======== 本文 ========

主要9社で年間3億6950万個使い捨て――2022年調査で判明

日本のカフェ業界における使い捨てカップの現状調査は、グリーンピースが「カフェ業界では使い捨てカップが広く普及しているにもかかわらず、正確な消費量がはっきりせず、問題の規模も分かっていない」として実施。主要9社(スターバックス、タリーズ、プロント、ドトールコーヒーショップ、カフェベローチェ、エクセルシオールカフェ、上島珈琲店、カフェドクリエ、コメダ珈琲店)を対象に、定量的評価がなされた。

その報告書によると、9社の合計で、2020年には推定で3億6950万個の使い捨てカップを消費し、量にして約2800トンが焼却炉などの処理施設に送られていた。9社のうち、使い捨てカップの消費量が最も多かったのはスターバックスで、約2億3170万個(約1600トン)、2位はタリーズの7250万個(544トン)だった。これは店舗数の多さやビジネスモデルなども反映している。また、この調査時点で、テイクアウト用のカップは100%が使い捨てだったが、イートイン用飲料でもスターバックスでは10個中9個が、タリーズでは10個中7個が、使い捨てだったという。

========

- **課題**:
**a.** 本文から、「その報告書によると、9社の合」で始まり「個が、使い捨てだったという。」で終わる部分をそのまま書き写しなさい。
**b.** 本文によると、2020年の使い捨てカップの消費量が9社のうち2番目に多かったのはどの会社か。

======== 提供記録 ========

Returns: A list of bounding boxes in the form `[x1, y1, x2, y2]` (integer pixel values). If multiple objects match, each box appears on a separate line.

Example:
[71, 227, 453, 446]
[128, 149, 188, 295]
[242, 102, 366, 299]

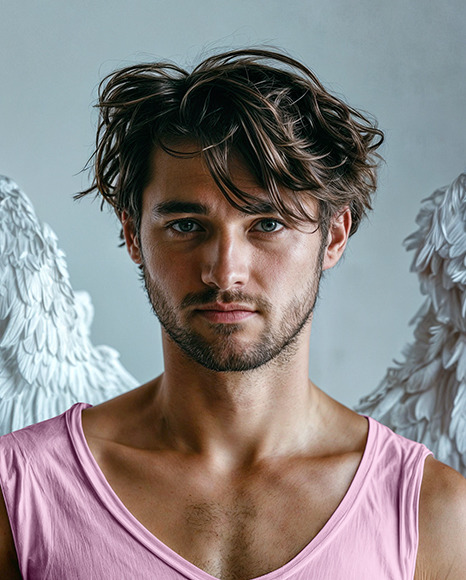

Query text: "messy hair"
[77, 49, 383, 234]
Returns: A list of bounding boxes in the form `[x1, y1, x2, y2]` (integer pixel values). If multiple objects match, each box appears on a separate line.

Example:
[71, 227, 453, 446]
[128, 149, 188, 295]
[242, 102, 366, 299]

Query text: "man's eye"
[170, 220, 202, 234]
[254, 218, 284, 233]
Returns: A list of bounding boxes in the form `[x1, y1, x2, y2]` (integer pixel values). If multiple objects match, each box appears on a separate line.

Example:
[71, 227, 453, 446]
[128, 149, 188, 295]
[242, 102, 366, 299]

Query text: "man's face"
[124, 147, 338, 371]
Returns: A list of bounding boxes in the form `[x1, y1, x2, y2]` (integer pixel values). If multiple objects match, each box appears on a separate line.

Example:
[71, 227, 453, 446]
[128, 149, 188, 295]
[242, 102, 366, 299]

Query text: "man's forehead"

========

- **課題別解答**:
**a.**
その報告書によると、9社の合計で、2020年には推定で3億6950万個の使い捨てカップを消費し、量にして約2800トンが焼却炉などの処理施設に送られていた。9社のうち、使い捨てカップの消費量が最も多かったのはスターバックスで、約2億3170万個(約1600トン)、2位はタリーズの7250万個(544トン)だった。これは店舗数の多さやビジネスモデルなども反映している。また、この調査時点で、テイクアウト用のカップは100%が使い捨てだったが、イートイン用飲料でもスターバックスでは10個中9個が、タリーズでは10個中7個が、使い捨てだったという。

**b.** タリーズである。